*** Opening DATA TO USE ***

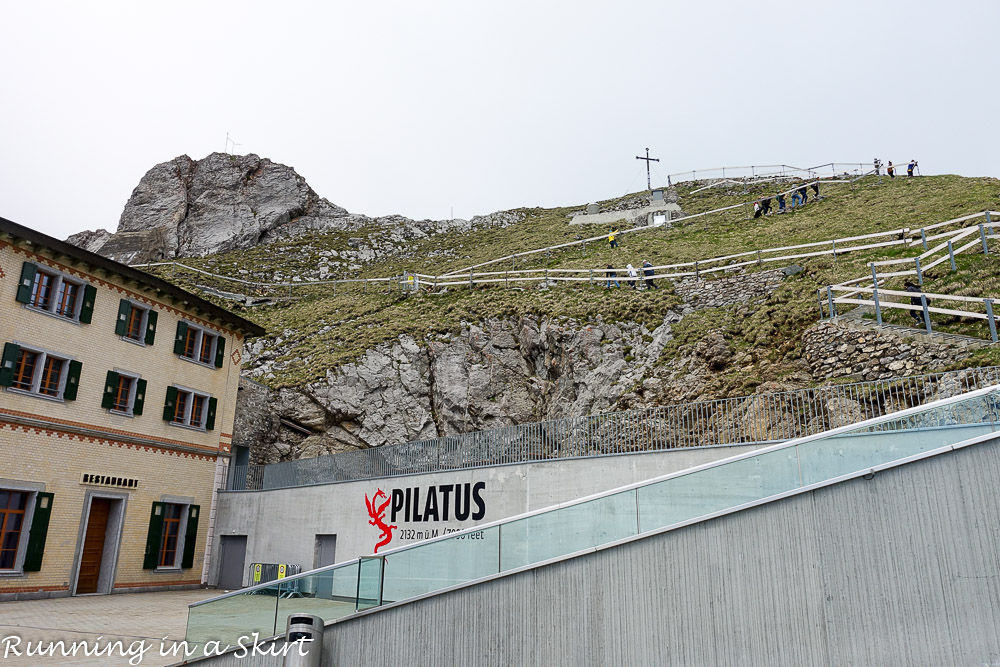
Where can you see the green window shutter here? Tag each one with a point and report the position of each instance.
(140, 397)
(180, 337)
(110, 389)
(28, 272)
(87, 309)
(153, 536)
(171, 403)
(220, 351)
(210, 418)
(72, 381)
(150, 326)
(7, 363)
(38, 532)
(190, 536)
(121, 324)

*** Closing DATA TO USE ***

◆ **WORK INSTRUCTIONS**
With the pictures dropped, write out all of the entries word for word.

◆ **YOUR RESPONSE**
Where can you see the green window shutter here? Tag each one with a point and report the position of each instance.
(140, 397)
(180, 337)
(110, 389)
(28, 272)
(87, 309)
(153, 536)
(171, 403)
(220, 351)
(210, 418)
(72, 381)
(150, 326)
(7, 363)
(38, 532)
(190, 536)
(121, 324)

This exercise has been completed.